◆ Set of tasks
(a) From the article on worker morale in postwar Baghdad, set down the passage starting at "Sawers had expected" and ending at "and centralized control.".
(b) Answer these questions using the article on worker morale in postwar Baghdad:
(i) What is the maximum potential output of the Baghdad South plant?
(ii) What monthly salary does the employee at the electrical parts factory say is not enough?
(iii) What color is the armband on Lt. Col. Maan Khalaf's uniform?

At the Baghdad South Power Station, director Bashir Khalaf Omar agreed that the formation of an Iraqi government is key. “When there is no government, even me as a manager, I have no authority,” he said.

Omar said his workers were among the first back on the job after the war, but electricity services still haven’t returned to normal because of a skein of problems: war damages, sabotage of the electrical system and looting of transmission cables.

Workers for the electrical grid were dispirited by the assassination of Haifa Daoud, a director general of one of the city’s electricity sectors, in what was widely interpreted as an attempt by Hussein supporters to intimidate anyone collaborating with the U.S. administration, Omar said. He denied, however, that it was affecting their efforts.

“To the contrary, workers here feel that we are bringing electricity for the benefit of the hospitals, the schools and the elderly,” he said. “In my opinion, people want us to work and get electricity to all the people.”

The Baghdad South plant is doing its bit, supplying close to its maximum potential of 180 megawatts of power, Omar said.

But elsewhere in the public sector, said Said Furaih, a 35-year-old engineer at the plant, “they don’t have the motivation to work because their buildings are damaged or occupied by the Americans. They are there, but it is as though they are without hands. They just take their salaries and then leave.”

Advertisement

*

The lack of initiative among the Iraqi work force was one of the surprises about the postwar occupation, said senior British diplomat John Sawers, who is second in command in the U.S.-led civilian authority here.

Sawers had expected a flowering of enthusiasm after the weight of oppression was lifted. That initiative, he believes, was beaten down by decades of dictatorship and centralized control.

“You’ve got both physical problems and attitude problems,” he said. “People have needed a very specific set of instructions to be told what to do.... It is not springing back to life.... It has to be nurtured back to life.”

“We employees still feel insecure, which of course affects our motivation,” said Mohammed Shaker Mahmoud, an employee at the electrical parts factory.

But for him, it is more a matter of being exhausted by daily hardships. “What we get as salary from the Americans is not enough to cover our daily expenses, so some of us do not want to come in and do their jobs. Sixty dollars is not enough, so I have to moonlight at another job to pay my rent and other costs for the month.”

Mohammed, the factory’s assistant general manager, said he can’t believe that the Americans keep paying salaries to a work force that is essentially idle. What the plant really needs, he said, is the promised U.S. help in getting the plant productive again. “Excuse me, I don’t like to say it -- it’s impolite -- but they’re lying to us.”

Advertisement

Lt. Col. Maan Khalaf of the Khadamiya district police station said his men had faced similar morale problems. But those problems are being overcome, with resulting improvements in performance.

At first, his men had no uniforms, no weapons and no pay as they embarked on the risky work of restoring law and order in the district, he said. But step by step, they’re getting the tools they need.

Khalaf said his forces usually patrol the streets without the escort of U.S. troops. He wears a smart new Western-style uniform with a navy blue armband that identifies him as an officer of the Iraqi police. (Under Hussein, police wore olive-green uniforms almost indistinguishable from those of soldiers.)

Even their pay is better than before, Khalaf said. And the police are more appreciated now than in Hussein’s time, when they were seen as an arm of repression.

“If my pay is better and my social status is higher, why shouldn’t I be happy?” he asked.

“People say, ‘God bless you and thank you for your efforts,’ ” he said. “So of course I will stay in this position.”

Referring expression grounding data:
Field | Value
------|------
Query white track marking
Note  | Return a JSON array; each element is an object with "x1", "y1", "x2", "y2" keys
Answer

◆ Task-by-task answers
(a)
Sawers had expected a flowering of enthusiasm after the weight of oppression was lifted. That initiative, he believes, was beaten down by decades of dictatorship and centralized control.

(b)
(i) 180 megawatts
(ii) Sixty dollars
(iii) Navy blue